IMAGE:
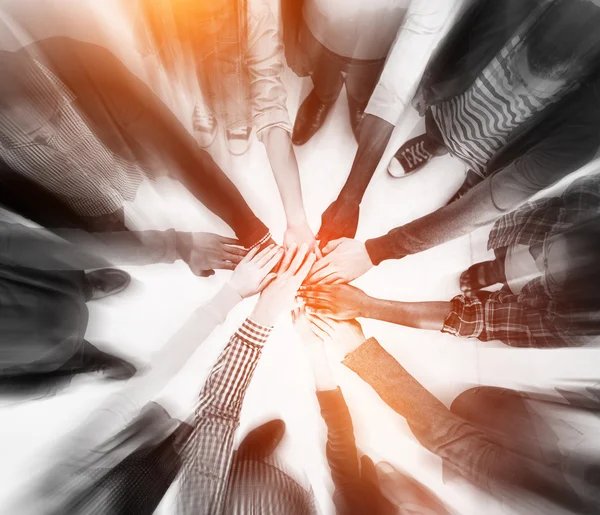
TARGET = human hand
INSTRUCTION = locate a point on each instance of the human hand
(254, 272)
(337, 301)
(299, 234)
(205, 251)
(304, 328)
(344, 260)
(344, 335)
(279, 295)
(339, 220)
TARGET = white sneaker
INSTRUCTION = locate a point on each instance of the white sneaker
(238, 140)
(204, 124)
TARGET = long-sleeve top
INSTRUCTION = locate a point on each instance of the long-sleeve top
(468, 450)
(209, 451)
(264, 63)
(94, 446)
(132, 123)
(424, 24)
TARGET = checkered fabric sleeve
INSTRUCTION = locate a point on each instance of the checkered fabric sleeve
(524, 320)
(209, 451)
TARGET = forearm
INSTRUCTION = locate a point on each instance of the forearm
(420, 315)
(283, 162)
(472, 211)
(374, 137)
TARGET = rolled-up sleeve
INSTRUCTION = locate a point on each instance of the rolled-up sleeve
(525, 320)
(265, 65)
(425, 23)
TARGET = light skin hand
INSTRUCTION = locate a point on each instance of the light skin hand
(254, 272)
(205, 252)
(344, 260)
(339, 301)
(278, 297)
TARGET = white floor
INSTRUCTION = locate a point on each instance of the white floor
(142, 318)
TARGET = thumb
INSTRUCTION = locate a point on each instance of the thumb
(332, 245)
(266, 281)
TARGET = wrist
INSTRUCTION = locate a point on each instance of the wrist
(264, 314)
(183, 245)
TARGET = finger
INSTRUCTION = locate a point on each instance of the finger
(305, 268)
(323, 322)
(298, 259)
(272, 263)
(287, 258)
(236, 251)
(230, 241)
(266, 281)
(308, 295)
(332, 245)
(368, 471)
(264, 259)
(226, 265)
(319, 333)
(264, 252)
(235, 258)
(251, 253)
(319, 265)
(322, 276)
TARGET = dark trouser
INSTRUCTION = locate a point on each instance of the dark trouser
(326, 69)
(42, 326)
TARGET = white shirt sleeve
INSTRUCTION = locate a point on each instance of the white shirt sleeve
(425, 23)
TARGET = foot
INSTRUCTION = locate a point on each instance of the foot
(481, 275)
(204, 124)
(261, 442)
(414, 155)
(357, 112)
(109, 365)
(238, 140)
(106, 281)
(471, 181)
(310, 118)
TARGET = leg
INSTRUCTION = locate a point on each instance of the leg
(418, 151)
(326, 73)
(361, 80)
(481, 275)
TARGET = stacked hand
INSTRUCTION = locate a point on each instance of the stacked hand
(299, 234)
(344, 260)
(337, 301)
(255, 271)
(339, 220)
(204, 252)
(278, 296)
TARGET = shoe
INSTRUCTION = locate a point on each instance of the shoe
(106, 281)
(357, 113)
(204, 124)
(310, 118)
(261, 442)
(111, 366)
(238, 140)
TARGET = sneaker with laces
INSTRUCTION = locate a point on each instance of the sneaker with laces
(204, 124)
(238, 140)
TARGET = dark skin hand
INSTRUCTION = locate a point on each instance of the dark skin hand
(338, 301)
(340, 219)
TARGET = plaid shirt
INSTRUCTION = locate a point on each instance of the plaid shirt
(208, 455)
(534, 221)
(533, 318)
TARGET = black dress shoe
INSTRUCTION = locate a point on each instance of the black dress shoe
(261, 442)
(106, 281)
(310, 118)
(357, 113)
(111, 366)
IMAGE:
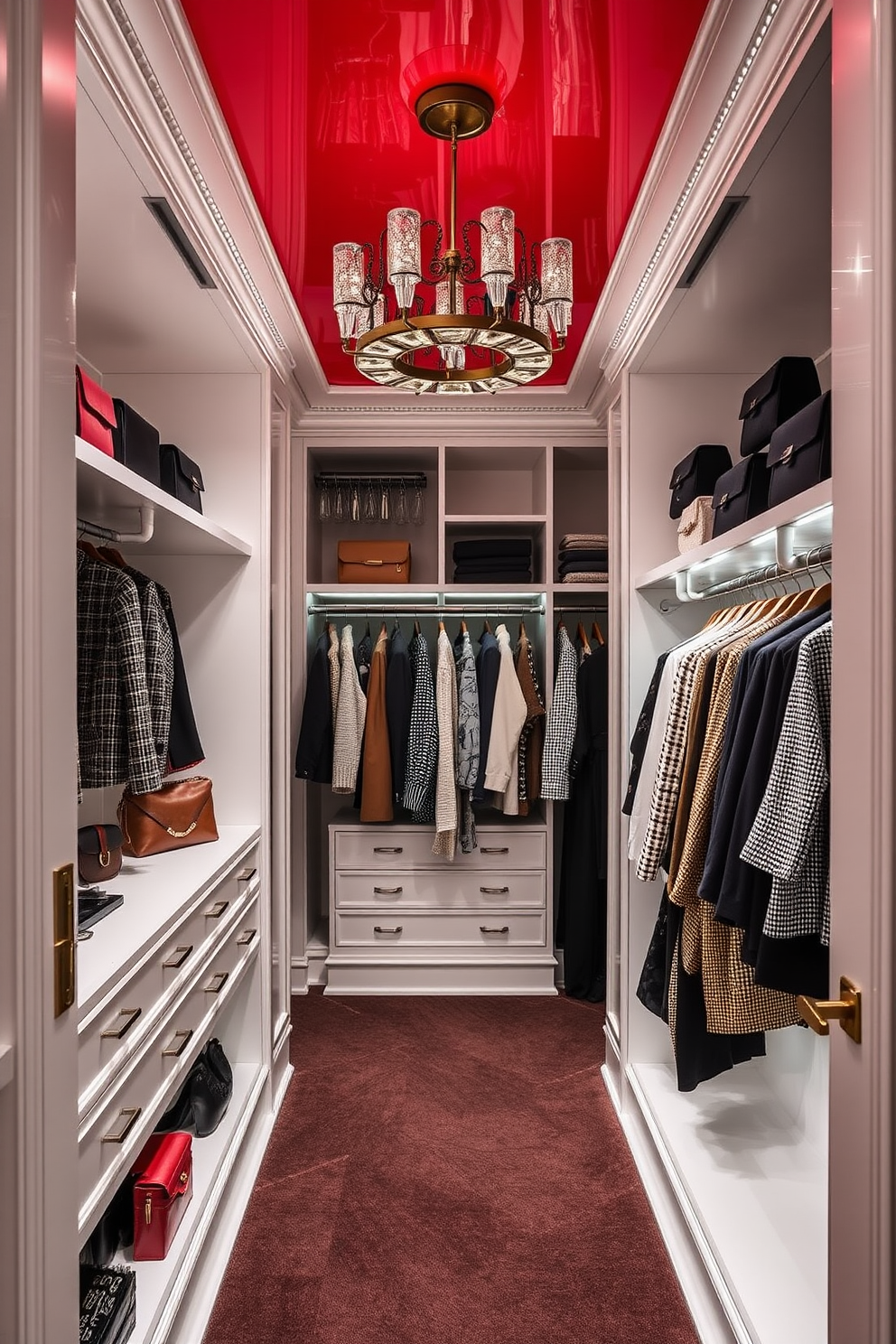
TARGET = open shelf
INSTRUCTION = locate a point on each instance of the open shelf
(758, 1190)
(214, 1159)
(156, 891)
(752, 545)
(110, 493)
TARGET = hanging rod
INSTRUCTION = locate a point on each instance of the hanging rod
(805, 564)
(393, 477)
(107, 534)
(418, 609)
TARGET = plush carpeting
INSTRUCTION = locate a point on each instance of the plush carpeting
(448, 1171)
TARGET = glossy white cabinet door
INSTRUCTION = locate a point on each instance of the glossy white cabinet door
(863, 748)
(38, 1120)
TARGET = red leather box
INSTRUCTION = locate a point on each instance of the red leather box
(163, 1189)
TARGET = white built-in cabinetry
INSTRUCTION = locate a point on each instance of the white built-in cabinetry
(477, 487)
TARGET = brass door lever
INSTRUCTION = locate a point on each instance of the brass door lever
(848, 1010)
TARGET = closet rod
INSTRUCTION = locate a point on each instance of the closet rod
(815, 559)
(476, 608)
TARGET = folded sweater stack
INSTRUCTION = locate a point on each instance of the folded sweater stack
(500, 559)
(583, 558)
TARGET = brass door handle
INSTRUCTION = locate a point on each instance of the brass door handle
(129, 1115)
(178, 957)
(848, 1010)
(178, 1044)
(129, 1016)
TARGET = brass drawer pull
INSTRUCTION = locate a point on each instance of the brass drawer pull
(173, 1050)
(178, 957)
(131, 1115)
(124, 1027)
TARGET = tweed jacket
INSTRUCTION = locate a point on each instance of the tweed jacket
(446, 808)
(116, 735)
(559, 733)
(422, 748)
(350, 719)
(790, 837)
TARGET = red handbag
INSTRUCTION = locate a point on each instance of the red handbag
(94, 413)
(163, 1189)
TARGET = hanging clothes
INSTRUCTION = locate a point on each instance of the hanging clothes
(562, 722)
(446, 796)
(377, 787)
(468, 735)
(582, 908)
(532, 735)
(314, 749)
(399, 694)
(507, 723)
(116, 735)
(488, 667)
(332, 658)
(350, 719)
(422, 749)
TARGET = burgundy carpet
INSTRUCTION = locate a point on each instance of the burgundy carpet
(448, 1171)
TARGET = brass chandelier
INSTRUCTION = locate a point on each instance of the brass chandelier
(488, 339)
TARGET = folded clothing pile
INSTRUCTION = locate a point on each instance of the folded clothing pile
(500, 559)
(583, 558)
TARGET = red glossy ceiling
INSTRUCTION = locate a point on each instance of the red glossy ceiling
(312, 94)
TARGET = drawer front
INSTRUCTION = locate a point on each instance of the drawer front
(508, 847)
(449, 890)
(115, 1032)
(480, 930)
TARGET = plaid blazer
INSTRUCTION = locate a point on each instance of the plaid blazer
(116, 732)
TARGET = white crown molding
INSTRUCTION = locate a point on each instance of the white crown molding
(743, 79)
(138, 81)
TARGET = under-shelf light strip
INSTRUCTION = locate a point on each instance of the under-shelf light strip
(722, 116)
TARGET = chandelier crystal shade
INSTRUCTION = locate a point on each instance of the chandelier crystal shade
(460, 325)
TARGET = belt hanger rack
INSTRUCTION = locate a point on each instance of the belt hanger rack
(797, 565)
(107, 534)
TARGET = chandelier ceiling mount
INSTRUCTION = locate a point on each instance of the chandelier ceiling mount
(495, 322)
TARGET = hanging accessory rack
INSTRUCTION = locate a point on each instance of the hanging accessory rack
(107, 534)
(796, 566)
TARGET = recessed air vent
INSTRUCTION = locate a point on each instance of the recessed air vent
(723, 218)
(173, 230)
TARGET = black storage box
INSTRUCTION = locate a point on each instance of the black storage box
(782, 390)
(135, 443)
(799, 453)
(182, 477)
(697, 475)
(741, 493)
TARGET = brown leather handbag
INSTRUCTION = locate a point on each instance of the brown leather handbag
(374, 562)
(178, 815)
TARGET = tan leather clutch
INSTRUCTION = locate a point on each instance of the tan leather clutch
(374, 562)
(178, 815)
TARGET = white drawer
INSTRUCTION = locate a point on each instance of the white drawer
(505, 847)
(109, 1038)
(482, 930)
(455, 889)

•••••

▶ _Task instructions_:
Return every line from the one holding "TARGET = recessed air vent" through the end of the data, exactly as it appears, with both ends kept and nothing else.

▶ _Written answer_:
TARGET = recessed air vent
INSTRUCTION = locate a point on each instance of the recessed air vent
(723, 218)
(173, 230)
TARGET = black storage box
INSTRUCTION = locate a point on each instance of the black storage box
(782, 390)
(135, 443)
(799, 453)
(182, 477)
(697, 475)
(741, 493)
TARGET = brown leather handbag
INSTRUCTION = locate a point on each instance of the brown leather handbag
(374, 562)
(178, 815)
TARGET = tan leather clutch
INSTRUCTION = locate a point on each instance of the tan leather clutch
(374, 562)
(178, 815)
TARGET = white drawer
INSTRUCTION = locate a point on each instance of the white drawer
(505, 847)
(109, 1038)
(482, 930)
(455, 889)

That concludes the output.